### 书面任务
统计以下记录中含有字符串“hazy”的行数，区分大小写，仅给出该数字。

### 任务数据
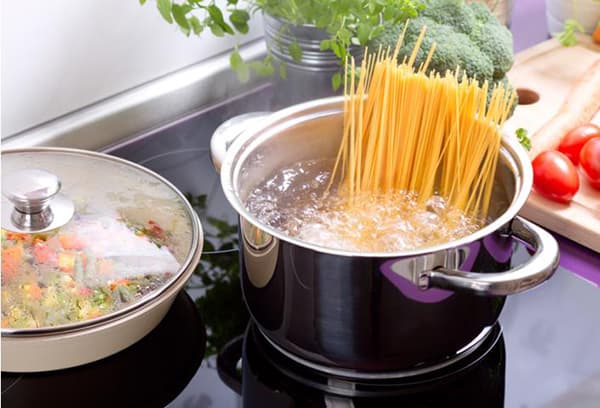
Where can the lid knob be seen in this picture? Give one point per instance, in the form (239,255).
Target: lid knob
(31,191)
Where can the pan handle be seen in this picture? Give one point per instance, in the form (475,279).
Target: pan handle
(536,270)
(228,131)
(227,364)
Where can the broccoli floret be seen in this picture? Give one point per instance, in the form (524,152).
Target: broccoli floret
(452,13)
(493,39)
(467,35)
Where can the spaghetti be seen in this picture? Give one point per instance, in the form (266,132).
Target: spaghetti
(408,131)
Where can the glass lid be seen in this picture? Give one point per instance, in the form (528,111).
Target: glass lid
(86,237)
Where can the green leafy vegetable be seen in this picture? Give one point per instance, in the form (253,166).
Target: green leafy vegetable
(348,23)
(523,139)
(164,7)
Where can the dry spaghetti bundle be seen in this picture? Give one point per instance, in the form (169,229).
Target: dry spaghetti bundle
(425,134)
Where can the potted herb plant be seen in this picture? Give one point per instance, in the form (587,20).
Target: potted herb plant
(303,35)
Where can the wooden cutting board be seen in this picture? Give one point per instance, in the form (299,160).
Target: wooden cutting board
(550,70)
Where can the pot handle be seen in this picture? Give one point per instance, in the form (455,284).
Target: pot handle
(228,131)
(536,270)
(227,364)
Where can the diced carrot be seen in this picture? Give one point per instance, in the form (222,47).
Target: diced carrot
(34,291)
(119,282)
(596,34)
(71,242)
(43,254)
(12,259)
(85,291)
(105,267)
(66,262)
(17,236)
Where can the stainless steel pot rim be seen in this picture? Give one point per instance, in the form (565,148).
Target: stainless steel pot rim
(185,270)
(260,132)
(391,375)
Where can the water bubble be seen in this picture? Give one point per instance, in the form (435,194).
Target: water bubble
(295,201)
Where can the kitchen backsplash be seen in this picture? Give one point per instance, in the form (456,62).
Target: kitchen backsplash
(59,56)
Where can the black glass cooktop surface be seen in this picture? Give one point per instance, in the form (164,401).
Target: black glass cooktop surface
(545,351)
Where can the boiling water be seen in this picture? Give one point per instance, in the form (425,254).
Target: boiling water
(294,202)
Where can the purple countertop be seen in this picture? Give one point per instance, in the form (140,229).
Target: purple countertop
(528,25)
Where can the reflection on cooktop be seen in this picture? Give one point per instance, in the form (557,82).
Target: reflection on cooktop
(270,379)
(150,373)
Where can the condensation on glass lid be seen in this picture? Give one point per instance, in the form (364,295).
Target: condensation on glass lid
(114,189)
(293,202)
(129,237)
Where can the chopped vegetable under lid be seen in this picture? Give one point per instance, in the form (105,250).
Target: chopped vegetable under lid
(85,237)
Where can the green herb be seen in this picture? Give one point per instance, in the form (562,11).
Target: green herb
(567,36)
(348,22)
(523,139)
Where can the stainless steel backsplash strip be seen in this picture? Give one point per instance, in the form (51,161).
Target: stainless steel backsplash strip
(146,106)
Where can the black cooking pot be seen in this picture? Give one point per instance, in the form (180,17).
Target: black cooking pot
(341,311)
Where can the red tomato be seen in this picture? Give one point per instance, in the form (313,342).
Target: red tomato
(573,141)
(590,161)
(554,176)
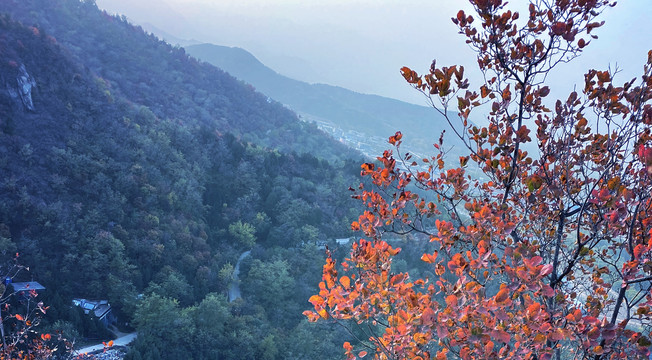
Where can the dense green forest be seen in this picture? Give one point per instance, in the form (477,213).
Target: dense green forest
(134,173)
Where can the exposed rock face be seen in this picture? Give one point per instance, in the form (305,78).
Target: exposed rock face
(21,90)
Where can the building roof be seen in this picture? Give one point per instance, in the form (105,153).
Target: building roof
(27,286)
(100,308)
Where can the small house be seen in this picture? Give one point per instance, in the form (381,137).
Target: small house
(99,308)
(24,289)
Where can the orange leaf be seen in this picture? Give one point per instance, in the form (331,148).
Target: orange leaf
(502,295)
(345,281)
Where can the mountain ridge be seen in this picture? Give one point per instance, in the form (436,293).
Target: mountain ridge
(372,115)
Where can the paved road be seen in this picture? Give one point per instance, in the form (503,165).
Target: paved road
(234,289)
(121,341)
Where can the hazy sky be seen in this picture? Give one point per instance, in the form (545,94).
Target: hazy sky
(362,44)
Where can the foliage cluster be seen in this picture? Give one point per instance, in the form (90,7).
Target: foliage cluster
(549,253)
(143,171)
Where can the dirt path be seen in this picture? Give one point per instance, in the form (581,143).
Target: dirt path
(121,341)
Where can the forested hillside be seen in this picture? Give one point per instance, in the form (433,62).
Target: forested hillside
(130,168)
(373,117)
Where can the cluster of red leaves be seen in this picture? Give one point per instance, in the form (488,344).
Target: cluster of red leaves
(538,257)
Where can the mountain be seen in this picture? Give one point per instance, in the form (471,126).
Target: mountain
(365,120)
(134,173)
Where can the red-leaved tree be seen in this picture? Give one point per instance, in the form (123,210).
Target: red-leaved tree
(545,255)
==
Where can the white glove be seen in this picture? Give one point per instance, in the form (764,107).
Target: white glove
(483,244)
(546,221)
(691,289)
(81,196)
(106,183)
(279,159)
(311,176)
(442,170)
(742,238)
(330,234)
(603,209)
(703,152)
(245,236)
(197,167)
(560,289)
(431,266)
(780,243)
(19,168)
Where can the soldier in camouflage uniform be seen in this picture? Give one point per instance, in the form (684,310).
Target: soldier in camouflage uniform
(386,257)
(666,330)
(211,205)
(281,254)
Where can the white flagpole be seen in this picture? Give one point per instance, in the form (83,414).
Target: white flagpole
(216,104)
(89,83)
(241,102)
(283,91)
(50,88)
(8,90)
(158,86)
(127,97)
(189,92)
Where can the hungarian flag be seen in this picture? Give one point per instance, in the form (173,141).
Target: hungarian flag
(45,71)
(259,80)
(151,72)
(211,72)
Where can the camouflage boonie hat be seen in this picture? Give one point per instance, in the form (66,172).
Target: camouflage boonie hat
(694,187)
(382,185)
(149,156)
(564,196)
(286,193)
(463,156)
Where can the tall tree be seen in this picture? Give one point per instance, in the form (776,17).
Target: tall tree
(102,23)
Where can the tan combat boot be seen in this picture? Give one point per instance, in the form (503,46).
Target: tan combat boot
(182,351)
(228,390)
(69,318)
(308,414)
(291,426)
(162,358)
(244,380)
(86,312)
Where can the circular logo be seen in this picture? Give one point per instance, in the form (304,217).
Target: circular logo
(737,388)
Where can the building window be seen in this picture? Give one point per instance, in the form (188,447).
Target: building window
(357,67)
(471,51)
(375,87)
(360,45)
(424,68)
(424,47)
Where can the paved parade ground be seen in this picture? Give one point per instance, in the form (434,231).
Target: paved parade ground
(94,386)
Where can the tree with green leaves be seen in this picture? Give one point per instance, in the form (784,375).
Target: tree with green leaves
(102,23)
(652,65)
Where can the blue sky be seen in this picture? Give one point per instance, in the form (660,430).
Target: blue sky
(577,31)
---
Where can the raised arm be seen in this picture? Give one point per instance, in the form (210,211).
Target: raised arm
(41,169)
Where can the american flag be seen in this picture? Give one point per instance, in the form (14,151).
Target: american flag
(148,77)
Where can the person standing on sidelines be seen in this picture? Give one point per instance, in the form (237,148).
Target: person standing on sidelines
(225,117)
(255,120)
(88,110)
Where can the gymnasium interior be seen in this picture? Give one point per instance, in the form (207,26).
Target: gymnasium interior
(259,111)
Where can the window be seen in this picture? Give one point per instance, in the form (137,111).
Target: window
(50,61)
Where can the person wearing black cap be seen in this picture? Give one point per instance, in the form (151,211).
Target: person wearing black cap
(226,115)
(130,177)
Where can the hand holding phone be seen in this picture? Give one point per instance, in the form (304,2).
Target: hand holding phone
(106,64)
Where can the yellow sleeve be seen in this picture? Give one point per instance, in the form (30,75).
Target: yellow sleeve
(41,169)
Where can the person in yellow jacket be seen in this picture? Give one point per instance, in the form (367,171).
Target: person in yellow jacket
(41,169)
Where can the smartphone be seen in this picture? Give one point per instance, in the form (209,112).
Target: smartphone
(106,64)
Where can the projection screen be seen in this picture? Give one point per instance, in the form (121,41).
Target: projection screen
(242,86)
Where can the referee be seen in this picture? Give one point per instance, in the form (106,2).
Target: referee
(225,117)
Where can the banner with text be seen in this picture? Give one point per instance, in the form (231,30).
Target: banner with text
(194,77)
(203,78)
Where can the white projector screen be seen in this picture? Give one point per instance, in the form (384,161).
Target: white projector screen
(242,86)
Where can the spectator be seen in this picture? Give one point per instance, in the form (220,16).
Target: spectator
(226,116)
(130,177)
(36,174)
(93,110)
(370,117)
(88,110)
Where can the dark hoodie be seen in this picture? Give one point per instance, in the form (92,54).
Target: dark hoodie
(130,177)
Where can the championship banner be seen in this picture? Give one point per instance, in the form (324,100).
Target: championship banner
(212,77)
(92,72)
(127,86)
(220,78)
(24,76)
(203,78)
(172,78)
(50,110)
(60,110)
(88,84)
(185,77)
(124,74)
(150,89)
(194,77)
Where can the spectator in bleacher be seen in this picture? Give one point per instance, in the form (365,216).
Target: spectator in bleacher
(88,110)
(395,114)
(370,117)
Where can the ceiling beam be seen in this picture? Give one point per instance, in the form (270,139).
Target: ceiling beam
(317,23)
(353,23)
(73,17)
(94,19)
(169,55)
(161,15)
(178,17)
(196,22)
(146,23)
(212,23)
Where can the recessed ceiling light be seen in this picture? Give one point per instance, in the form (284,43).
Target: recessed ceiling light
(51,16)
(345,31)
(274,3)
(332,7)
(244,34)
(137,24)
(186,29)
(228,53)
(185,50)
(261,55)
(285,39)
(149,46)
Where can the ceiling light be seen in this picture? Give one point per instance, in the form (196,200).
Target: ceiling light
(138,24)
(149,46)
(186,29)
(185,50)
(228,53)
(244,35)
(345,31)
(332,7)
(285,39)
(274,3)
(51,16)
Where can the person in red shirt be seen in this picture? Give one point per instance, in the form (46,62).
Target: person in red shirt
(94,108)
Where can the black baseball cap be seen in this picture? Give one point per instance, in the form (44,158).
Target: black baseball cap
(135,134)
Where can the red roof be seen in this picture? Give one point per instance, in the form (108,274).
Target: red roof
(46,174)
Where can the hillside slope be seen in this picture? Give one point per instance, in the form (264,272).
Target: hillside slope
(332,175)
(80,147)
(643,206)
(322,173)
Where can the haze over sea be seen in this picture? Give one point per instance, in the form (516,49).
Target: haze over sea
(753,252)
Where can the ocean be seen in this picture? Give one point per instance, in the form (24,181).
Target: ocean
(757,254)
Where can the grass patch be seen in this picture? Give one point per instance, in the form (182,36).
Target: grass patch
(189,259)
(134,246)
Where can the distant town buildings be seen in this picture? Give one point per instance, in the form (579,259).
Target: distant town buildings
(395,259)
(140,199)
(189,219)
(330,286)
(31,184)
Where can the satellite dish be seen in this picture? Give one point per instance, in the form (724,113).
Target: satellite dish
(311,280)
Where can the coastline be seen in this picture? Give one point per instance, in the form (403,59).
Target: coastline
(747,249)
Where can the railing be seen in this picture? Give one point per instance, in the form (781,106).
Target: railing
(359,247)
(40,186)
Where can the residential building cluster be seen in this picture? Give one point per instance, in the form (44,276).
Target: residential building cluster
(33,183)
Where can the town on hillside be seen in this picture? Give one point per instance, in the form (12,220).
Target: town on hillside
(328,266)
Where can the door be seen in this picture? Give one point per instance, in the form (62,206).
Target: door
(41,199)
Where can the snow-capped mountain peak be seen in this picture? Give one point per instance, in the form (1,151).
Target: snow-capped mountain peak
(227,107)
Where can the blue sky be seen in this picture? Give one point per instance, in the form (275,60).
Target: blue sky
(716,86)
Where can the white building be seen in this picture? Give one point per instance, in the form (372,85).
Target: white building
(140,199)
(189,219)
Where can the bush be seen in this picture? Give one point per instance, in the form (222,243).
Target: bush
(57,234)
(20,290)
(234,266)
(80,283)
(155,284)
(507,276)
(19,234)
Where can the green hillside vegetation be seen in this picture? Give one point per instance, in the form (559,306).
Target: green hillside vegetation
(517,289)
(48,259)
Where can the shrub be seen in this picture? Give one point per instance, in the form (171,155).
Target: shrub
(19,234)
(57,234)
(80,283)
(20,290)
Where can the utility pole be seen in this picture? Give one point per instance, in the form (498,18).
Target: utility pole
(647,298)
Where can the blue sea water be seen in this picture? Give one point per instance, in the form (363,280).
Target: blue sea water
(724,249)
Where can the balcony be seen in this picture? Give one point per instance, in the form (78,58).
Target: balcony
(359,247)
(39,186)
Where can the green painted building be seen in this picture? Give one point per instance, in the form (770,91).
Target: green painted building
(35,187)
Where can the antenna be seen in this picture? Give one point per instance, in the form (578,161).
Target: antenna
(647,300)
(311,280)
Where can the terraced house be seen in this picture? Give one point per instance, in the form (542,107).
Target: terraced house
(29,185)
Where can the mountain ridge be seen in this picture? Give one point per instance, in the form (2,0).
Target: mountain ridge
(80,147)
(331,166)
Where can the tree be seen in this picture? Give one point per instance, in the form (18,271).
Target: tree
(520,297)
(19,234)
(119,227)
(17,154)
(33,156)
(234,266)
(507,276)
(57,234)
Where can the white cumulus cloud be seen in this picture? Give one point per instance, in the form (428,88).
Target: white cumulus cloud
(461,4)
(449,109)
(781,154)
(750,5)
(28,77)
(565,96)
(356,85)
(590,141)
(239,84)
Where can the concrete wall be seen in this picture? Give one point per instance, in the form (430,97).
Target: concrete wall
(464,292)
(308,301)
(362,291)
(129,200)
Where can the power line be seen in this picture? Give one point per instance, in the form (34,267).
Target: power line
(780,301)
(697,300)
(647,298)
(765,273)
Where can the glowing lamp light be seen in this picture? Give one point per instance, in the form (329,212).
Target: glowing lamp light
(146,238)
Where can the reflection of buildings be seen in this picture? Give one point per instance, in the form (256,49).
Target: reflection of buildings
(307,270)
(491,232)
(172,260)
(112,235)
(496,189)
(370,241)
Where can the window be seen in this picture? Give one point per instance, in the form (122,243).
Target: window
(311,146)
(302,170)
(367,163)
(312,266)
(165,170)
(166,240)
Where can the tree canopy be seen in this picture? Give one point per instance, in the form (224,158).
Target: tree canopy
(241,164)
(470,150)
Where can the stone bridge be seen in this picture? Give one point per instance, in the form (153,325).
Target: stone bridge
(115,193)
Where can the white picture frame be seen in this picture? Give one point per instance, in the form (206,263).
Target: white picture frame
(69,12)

### 任务结果
2